===== Task inputs
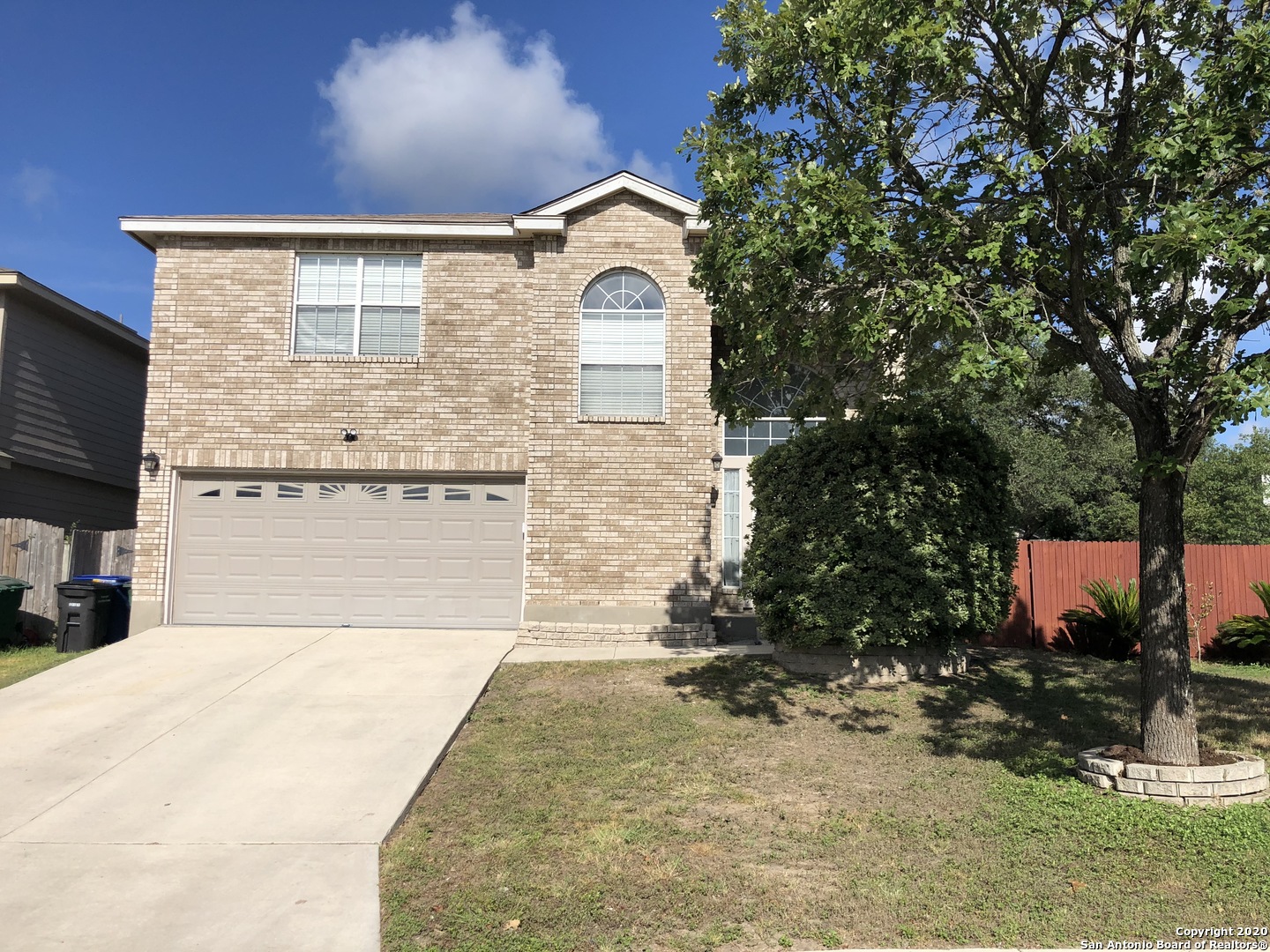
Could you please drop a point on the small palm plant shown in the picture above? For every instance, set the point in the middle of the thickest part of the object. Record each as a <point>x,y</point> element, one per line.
<point>1249,632</point>
<point>1110,628</point>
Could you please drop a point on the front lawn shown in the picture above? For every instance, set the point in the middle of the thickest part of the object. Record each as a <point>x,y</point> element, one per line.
<point>689,805</point>
<point>20,663</point>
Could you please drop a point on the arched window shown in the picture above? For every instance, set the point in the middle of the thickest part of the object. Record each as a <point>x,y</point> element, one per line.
<point>623,348</point>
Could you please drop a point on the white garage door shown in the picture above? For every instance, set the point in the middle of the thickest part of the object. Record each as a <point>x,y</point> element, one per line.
<point>426,553</point>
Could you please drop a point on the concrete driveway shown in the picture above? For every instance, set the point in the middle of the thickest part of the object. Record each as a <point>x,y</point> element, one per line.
<point>222,787</point>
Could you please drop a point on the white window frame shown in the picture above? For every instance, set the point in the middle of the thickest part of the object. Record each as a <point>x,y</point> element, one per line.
==========
■ **Short task**
Please edit the entries above so that "thickest" becomes "widest" wherever it occurs, keeping everything else unchanged. Omit the pictures from your version.

■ **Reply to the task**
Could you please drop a point on the small palm plant shown in the picture above? For every instance, set the point in the middle of the widest part of the object. Record each as a <point>x,y</point> element, one per line.
<point>1249,632</point>
<point>1110,628</point>
Could you please drop a point on the front lawn shown in the picture above? For every instance, set the point in the middle of the widest part of the object. Record each as a <point>x,y</point> element, one per line.
<point>689,805</point>
<point>20,663</point>
Could you please drop a point on the arched window shown in the picture above? For every instance, set the point in the middle of the widest part of the object. Record each as a <point>x,y</point> element, one per line.
<point>623,348</point>
Could you please drop a point on the white garage door shown in the picture above? For every instance, set the point in the middle of the widest part of the object. Record each as a <point>x,y</point> element, one per line.
<point>426,553</point>
Could you please drop a point on the concrete driveway shown in the picture above? For every instance, set the point in the middle of the widest part of the object. Record each as a <point>x,y</point> element, one per line.
<point>222,787</point>
Could you please drop a point on the white window frame shown in the picture above? For every instance, set the point in the middle of the widest part of the object. Record each as a <point>x,y</point> element, one per line.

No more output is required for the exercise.